Recorded data –
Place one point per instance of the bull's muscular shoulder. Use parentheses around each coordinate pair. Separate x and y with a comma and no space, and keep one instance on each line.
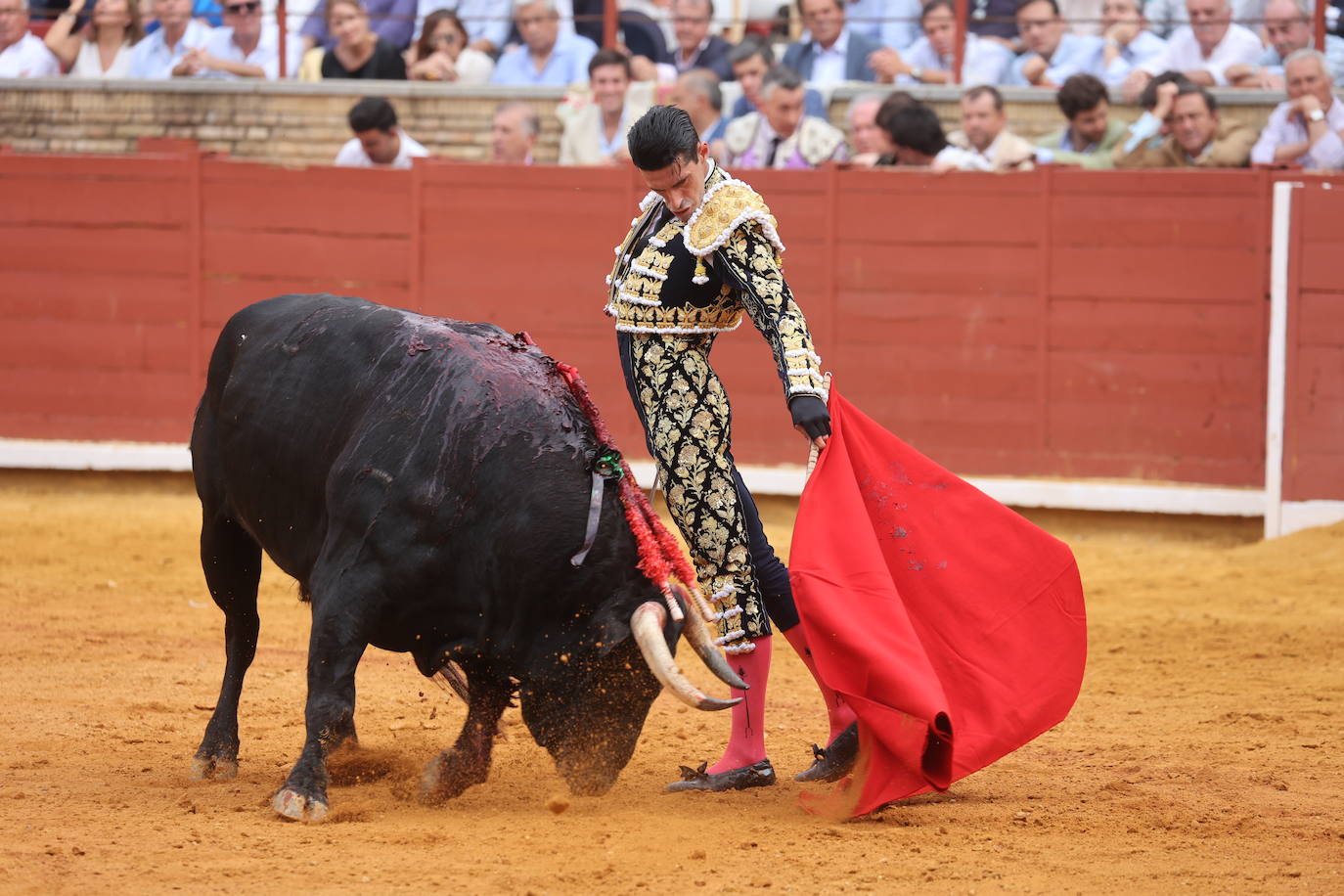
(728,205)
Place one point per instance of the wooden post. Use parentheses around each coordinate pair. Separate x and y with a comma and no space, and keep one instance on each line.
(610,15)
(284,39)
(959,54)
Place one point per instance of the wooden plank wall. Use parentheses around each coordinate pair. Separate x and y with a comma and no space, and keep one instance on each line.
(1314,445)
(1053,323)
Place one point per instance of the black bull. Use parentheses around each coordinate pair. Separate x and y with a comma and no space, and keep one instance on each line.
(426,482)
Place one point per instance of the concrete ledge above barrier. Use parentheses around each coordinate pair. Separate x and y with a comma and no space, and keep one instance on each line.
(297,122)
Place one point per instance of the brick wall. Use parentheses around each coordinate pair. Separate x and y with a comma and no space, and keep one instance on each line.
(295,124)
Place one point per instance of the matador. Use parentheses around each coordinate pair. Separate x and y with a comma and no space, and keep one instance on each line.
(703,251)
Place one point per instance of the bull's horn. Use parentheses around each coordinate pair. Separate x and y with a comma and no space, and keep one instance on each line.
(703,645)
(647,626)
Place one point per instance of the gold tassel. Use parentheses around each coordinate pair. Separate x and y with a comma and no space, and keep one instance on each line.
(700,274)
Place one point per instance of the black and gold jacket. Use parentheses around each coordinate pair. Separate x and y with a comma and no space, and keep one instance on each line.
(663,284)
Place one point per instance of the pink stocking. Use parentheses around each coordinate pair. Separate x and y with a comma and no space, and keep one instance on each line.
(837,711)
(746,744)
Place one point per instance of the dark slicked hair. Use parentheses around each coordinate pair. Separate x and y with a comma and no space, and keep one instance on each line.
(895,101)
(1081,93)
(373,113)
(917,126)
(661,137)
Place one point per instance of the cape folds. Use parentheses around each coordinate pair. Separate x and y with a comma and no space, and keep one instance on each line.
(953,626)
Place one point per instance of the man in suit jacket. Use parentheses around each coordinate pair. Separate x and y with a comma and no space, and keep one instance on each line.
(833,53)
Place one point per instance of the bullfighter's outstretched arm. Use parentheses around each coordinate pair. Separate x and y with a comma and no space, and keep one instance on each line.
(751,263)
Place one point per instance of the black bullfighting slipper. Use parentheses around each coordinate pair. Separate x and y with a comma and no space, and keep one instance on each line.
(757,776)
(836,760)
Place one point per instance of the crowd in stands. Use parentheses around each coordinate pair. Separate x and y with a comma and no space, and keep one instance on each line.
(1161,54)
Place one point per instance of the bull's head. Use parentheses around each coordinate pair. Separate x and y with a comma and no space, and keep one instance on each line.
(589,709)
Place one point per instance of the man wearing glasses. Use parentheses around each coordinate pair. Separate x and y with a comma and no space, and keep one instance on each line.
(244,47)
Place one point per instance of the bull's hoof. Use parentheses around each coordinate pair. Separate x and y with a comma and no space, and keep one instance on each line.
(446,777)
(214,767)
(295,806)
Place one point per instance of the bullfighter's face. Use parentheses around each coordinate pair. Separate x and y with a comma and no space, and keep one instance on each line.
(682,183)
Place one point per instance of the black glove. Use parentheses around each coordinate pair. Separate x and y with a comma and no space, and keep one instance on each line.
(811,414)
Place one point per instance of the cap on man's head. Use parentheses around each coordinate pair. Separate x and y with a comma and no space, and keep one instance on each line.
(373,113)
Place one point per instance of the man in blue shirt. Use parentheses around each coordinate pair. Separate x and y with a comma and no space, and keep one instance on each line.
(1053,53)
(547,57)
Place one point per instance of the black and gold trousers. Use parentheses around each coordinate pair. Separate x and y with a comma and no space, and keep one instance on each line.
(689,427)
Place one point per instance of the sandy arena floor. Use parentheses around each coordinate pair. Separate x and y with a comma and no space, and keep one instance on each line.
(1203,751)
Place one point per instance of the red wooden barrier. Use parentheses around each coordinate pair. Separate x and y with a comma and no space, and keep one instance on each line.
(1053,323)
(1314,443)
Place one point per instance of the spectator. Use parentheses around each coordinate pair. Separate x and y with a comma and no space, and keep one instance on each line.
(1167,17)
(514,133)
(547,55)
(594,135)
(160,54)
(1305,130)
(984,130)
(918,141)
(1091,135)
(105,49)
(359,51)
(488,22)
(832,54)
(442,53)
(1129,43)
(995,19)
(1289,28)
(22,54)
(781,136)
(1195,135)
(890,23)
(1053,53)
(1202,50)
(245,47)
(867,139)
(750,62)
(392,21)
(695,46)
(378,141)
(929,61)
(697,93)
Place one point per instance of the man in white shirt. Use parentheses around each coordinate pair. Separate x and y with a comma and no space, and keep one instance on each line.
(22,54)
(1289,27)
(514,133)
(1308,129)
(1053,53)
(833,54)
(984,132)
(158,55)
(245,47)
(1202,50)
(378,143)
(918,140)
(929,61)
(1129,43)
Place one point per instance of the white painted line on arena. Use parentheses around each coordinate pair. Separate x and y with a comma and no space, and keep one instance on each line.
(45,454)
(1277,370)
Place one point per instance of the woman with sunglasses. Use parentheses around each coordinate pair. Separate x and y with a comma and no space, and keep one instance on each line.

The task –
Retype every record above exactly as written, but leave out the pictures.

Complete response –
Place one point per instance of the bull's muscular shoulder. Use parentheses around each coordinate pair. Separate x and y with a comma and no space, and keep one instance on each line.
(728,205)
Place one point per instance of the wooden post. Use parentheses around each coordinate pair. Separate x and y with a comma and no space, and keep one instance on each line.
(610,15)
(284,39)
(959,54)
Place one point per instance of the wooden plank wall. Use parentheses around each coordinate pair. Separate x and y with a comma and no space, and keep one instance on each line.
(1314,445)
(1053,323)
Place one point per instance of the black bull. Use parentheses around each coordinate pair. Separate x and y with a comma and no space, and keep one instance on each line.
(426,482)
Place one point per instance of the concrete ledge above barrier. Use parentheses around each coordinate pair. Separate x and y with a comma and no space, and keep one instance on each line.
(297,122)
Place one point per instance of the brick wall. Use parentheses around each coordinate pair. Separate x and y with a comma and no space, and keep one instance on each line.
(295,124)
Place one point per instance of the matador. Use parentheses around each coordinate pair. Separate x and y with a comma and no space, and keep one instance on each line.
(703,251)
Place one point per instance of the bull's horn. Use parentheses around each coordinate pair. Separate x and y with a comma and no space, and keep one instance on each line.
(703,645)
(647,626)
Place one point per instance of the gold tassel. Use parentheses around each coordinate pair. Separate x and y with a comma and no space, and keep one instance on each line.
(700,274)
Place one point per instance of the black and gold jacket. Use parentheses around each coordinate pair. Separate x and y with a comma and no space, and keep one instance on each line.
(663,284)
Place one point per instance of the pink stocking. Use parentheses around each coordinate pair. Separate x and y with a comma and no space, and keep one instance on each line.
(837,711)
(746,744)
Place one point per instance of the dark slicked hair. Use parentheses around each coordinate pair. Separate x and y with a comma and no space, and keep one instance on each line.
(895,101)
(1081,93)
(373,113)
(917,126)
(661,137)
Place one point per instance of the cape folds. Use parentheses around each coordinate pair. Separate x and y with a comma and no space, and keep one instance on each line.
(953,626)
Place one point per instance of the man in suit jacket. Use parentheses around each coordinate pair. Separate x and y with a comma and no space, and keep one instance on each line.
(833,53)
Place one point per instance of the bullfighter's outstretched arm. Use parentheses around each coordinate pair. Separate x and y with a comma and no space, and keep one instance on each line.
(751,263)
Place one point per instance of the black bullfighting slipper. Use parentheses around each coordinate pair. Separate x and y with a comma and no space, and keep one instance on each line.
(757,776)
(836,760)
Place one point per instance of the crowd in stands. Use parentheses around each coordinate pair. Separate x and y with a comma and no space, and keep one instance on each line.
(1161,54)
Place one point per instance of the bull's head. Use parentheses around each coordinate pair. Separate x and y with a comma and no space, and keep one instance on each line.
(589,709)
Place one point per instance of the man wearing glasses. Use parentheses around each coordinate pair. Separate x and y with a comma and no space, and keep one instance on each line.
(244,47)
Place one point per instance of the bull's hoof. Use parentheses around each coordinate pair. Separate x and y with a comma and no space, and keep one instance on each line.
(446,777)
(214,767)
(295,806)
Place one point per instance of the bullfighter's face. Use parentheses around each coordinate pair. Separate x and y with a comma and no space, and keep one instance on each line.
(682,183)
Place one point per instance of the black glove. Use parentheses around each coordinate pair. Separate x and y with a comma and no space, and keep one instance on each line.
(811,414)
Place one point per instance of the cap on man's head. Use parentheses around each coordinate pair. Separate x and y with a comma and no space, and keep one instance on each line.
(373,113)
Place one point per instance of the man in blue shirt. Use parentheses around each coordinate pair. Separate x and y with a comma and no space, and keep one instance on each line.
(1053,53)
(547,57)
Place one point per instance of the black and gold trousers. Use parentheses around each coordinate pair. Separate x and y with a comma and no space, and keep one instance on each line.
(689,427)
Place one point per instance of the sandy arena floor. Use parentheses around each coordinate pair. Separate x and y with a comma and no space, and keep one instance on each line.
(1203,751)
Place one point per instance of the red wooden barrier. Use parentheses around each coordinate pair. Separate x and y with a comma and no space, and keep one instance on each line.
(1053,323)
(1314,443)
Place one point per instance of the spectator. Use parentheses around each coordinate pair. Separate x and y with a comma and no space, and keep one instance on each line.
(1167,17)
(514,133)
(547,55)
(594,135)
(160,54)
(1305,130)
(984,130)
(918,141)
(1091,135)
(105,49)
(359,51)
(488,22)
(832,54)
(442,53)
(1129,43)
(995,19)
(1289,28)
(22,54)
(781,136)
(1195,135)
(890,23)
(1053,53)
(1202,50)
(245,47)
(867,139)
(750,62)
(392,21)
(695,46)
(378,141)
(929,61)
(697,93)
Place one point per instance of the man in white shirt. Use parentheses around each coordinate pair. Separate x and y with a comma and no space, and keep one instance on each line.
(22,54)
(1289,27)
(514,133)
(1308,129)
(1053,53)
(833,54)
(984,132)
(158,55)
(245,47)
(1202,50)
(378,143)
(918,140)
(929,61)
(1129,43)
Place one point per instance of the white painted line on arena. Use parentheses around each coordinate pair. Separate x and y with a comma and no space, and keep one instance on each line.
(45,454)
(1277,370)
Place one point per instance of the woman with sunglasses. Use parentheses around each coordinate pair. Separate x and y with a comma and no space, and keep one instance on each line.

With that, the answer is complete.